→ **Work instructions**: Rewrite the entries from the line that has "Each <instance> block" through the line that has "positive clicks: (307, 336)", changing "rough mask" to "coarse mask" and leaving all else unchanged.

------------------------------------------------------------------------

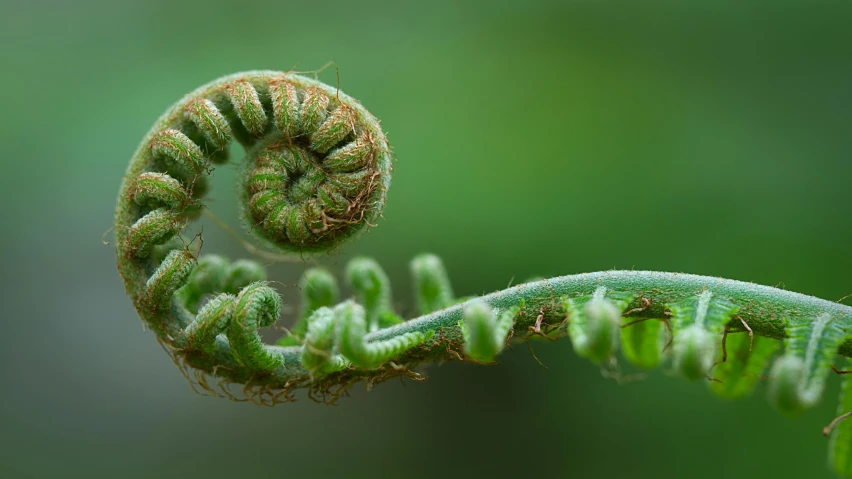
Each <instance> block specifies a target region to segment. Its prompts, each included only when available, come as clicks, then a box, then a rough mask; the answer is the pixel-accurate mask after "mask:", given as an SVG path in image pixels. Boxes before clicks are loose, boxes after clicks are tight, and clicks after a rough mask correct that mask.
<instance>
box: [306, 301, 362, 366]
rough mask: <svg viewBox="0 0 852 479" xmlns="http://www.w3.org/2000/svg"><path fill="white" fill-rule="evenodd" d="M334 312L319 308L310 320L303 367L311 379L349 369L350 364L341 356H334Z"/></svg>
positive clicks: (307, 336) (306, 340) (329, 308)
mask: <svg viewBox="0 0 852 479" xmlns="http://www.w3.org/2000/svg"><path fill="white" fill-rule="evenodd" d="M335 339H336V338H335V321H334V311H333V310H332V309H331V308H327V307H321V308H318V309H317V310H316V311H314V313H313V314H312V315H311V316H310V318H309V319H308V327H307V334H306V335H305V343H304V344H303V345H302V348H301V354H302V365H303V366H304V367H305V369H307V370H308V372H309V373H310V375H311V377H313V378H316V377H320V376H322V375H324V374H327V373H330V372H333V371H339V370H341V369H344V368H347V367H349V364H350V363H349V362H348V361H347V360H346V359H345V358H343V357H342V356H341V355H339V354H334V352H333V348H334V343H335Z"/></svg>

------------------------------------------------------------------------

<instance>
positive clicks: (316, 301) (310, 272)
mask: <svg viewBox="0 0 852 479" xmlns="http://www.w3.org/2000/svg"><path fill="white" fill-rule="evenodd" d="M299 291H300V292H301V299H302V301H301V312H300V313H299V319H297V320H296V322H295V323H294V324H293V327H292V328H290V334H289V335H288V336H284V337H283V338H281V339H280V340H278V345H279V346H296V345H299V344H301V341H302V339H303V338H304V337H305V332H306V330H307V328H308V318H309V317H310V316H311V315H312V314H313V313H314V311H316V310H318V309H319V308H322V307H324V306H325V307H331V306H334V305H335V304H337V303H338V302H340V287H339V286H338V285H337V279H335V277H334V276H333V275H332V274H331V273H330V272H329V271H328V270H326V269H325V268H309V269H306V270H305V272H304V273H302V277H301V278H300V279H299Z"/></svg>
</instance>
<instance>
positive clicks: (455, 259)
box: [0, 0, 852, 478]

------------------------------------------------------------------------

→ **Completed exercise**:
Each <instance> block specifies a target region to segment. Its prompts, each included only when available, come as clicks, then a box, then a coarse mask; the answer is the pixel-accurate mask after "mask:", given as an SVG path in image pixels. Boxes before clicks are loose, boxes after clicks are tight, and clicks after a coarse mask correct that mask.
<instance>
box: [306, 301, 362, 366]
coarse mask: <svg viewBox="0 0 852 479" xmlns="http://www.w3.org/2000/svg"><path fill="white" fill-rule="evenodd" d="M334 312L319 308L310 320L303 367L311 379L349 369L350 364L341 356H334Z"/></svg>
positive clicks: (307, 336) (306, 340) (329, 308)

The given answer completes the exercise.